- **THE REQUEST**
Copy out every one of the records again, swapping "region" for "area" at each occurrence and leaving everything else untouched.

### PROVIDED DATA

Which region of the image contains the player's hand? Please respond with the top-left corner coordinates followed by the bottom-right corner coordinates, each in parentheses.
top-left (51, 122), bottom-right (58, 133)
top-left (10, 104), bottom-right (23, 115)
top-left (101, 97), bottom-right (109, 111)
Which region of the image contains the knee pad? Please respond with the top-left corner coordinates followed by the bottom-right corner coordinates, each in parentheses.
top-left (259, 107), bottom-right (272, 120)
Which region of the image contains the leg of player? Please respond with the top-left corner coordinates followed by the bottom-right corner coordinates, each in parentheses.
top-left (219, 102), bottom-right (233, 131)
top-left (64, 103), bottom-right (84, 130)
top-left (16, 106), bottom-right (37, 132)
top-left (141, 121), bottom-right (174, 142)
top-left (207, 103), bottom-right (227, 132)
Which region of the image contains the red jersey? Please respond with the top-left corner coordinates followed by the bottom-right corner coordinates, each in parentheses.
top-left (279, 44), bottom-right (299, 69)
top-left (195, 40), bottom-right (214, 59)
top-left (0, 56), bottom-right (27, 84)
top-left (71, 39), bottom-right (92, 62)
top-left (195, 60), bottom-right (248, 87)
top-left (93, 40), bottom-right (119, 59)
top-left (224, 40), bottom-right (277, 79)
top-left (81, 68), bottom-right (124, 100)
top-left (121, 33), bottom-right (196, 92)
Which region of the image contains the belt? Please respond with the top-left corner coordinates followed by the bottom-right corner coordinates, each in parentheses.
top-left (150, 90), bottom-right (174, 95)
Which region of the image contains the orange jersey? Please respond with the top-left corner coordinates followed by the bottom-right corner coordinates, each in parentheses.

######

- **OUTPUT**
Which area of the image contains the player's hand? Please respond with the top-left corner coordinates followed by the bottom-right corner coordinates, each in parentheses.
top-left (51, 122), bottom-right (58, 133)
top-left (10, 104), bottom-right (23, 115)
top-left (101, 97), bottom-right (109, 111)
Which area of the image contains the knee pad? Please respond with the top-left corner coordinates followed by the bottom-right corner coordinates, each in parentheses.
top-left (259, 107), bottom-right (272, 120)
Which area of the image contains the leg of player? Please respond with the top-left corner coordinates followed by the bottom-right corner coordinates, each in parentheses.
top-left (219, 102), bottom-right (233, 131)
top-left (64, 103), bottom-right (84, 130)
top-left (16, 106), bottom-right (37, 132)
top-left (141, 121), bottom-right (174, 142)
top-left (207, 103), bottom-right (227, 132)
Which area of the image contains the red jersey? Please respond with the top-left corner coordinates followed by the bottom-right corner coordinates, each in parentheses.
top-left (279, 44), bottom-right (299, 69)
top-left (195, 40), bottom-right (214, 59)
top-left (0, 56), bottom-right (27, 84)
top-left (71, 39), bottom-right (92, 62)
top-left (195, 60), bottom-right (248, 87)
top-left (93, 40), bottom-right (119, 59)
top-left (224, 40), bottom-right (277, 79)
top-left (81, 68), bottom-right (124, 100)
top-left (121, 33), bottom-right (196, 92)
Which area of the image contains the belt? Please respond with the top-left corner coordinates followed by the bottom-right corner coordinates, each in parentheses.
top-left (150, 90), bottom-right (174, 95)
Which area of the image contains the orange jersey? Please respond with the top-left corner coordinates followed by the bottom-right corner coordinates, each in parentheses.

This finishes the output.